## start Supplied material
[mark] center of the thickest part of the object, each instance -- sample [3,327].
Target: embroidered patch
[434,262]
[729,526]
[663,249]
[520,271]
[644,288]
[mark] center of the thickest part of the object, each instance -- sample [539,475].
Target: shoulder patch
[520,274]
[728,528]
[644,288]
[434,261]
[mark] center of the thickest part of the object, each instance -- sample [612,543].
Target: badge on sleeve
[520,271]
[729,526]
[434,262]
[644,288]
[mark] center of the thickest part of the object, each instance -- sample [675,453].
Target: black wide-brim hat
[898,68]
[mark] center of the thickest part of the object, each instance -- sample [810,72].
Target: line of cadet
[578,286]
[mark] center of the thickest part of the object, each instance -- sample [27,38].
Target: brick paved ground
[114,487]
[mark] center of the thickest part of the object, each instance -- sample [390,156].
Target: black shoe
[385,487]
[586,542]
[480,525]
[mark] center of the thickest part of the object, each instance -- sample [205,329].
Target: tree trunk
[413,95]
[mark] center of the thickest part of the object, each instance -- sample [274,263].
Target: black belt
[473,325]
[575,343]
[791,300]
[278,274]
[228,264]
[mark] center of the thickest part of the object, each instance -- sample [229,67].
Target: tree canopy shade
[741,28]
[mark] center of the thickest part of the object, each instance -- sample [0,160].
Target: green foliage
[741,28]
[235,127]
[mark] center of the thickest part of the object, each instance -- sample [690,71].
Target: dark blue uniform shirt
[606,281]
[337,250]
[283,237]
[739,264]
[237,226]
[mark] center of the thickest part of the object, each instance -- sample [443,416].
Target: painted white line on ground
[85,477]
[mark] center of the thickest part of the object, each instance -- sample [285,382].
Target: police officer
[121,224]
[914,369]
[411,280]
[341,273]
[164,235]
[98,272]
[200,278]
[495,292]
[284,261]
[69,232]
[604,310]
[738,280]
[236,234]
## end Supplied material
Directions for this task -
Resize the lines from the line with "-- sample [810,72]." through the end of the lines, both ends included. Give each line again in order, and multiply every coordinate in the answers by 0.5, rounding to whole numbers with halves rounded up; leave all other numbers unchanged.

Task output -
[mark] center of the thickest part of the object, each instance -- sample [810,72].
Target: line of cadet
[289,143]
[mark] center of the thickest part of the object, each instance -- sample [27,38].
Target: brick paved ground
[57,244]
[mark] center of the thickest part of the object, each instance -- sample [390,156].
Target: black shoe
[193,244]
[293,271]
[240,263]
[mark] center of the thickest part of the object, each instance -- sample [205,329].
Target: tree trunk
[207,48]
[mark] center of the thickest part of the object, each instance -- sample [274,263].
Target: black belt
[237,163]
[288,172]
[396,150]
[139,137]
[114,132]
[mark] center of the thickest part of the object, each instance -- sample [229,67].
Target: tree canopy shade
[371,14]
[mark] center of the thickest part of the object, each instance -- sample [0,160].
Target: green foliage
[371,14]
[118,64]
[mark] center of the thickest part of the object, each instance -- sample [690,71].
Target: dark blue uniform shirt
[303,141]
[169,125]
[142,119]
[370,132]
[119,113]
[mark] center of the thickest part of the object, each instance -- sample [443,416].
Target: painted white line on ground
[43,239]
[mark] center of the thickest part of the object, each instance -- sample [285,382].
Target: police officer
[61,112]
[457,185]
[206,140]
[171,137]
[82,118]
[49,136]
[100,139]
[248,146]
[142,131]
[35,116]
[302,155]
[369,140]
[118,117]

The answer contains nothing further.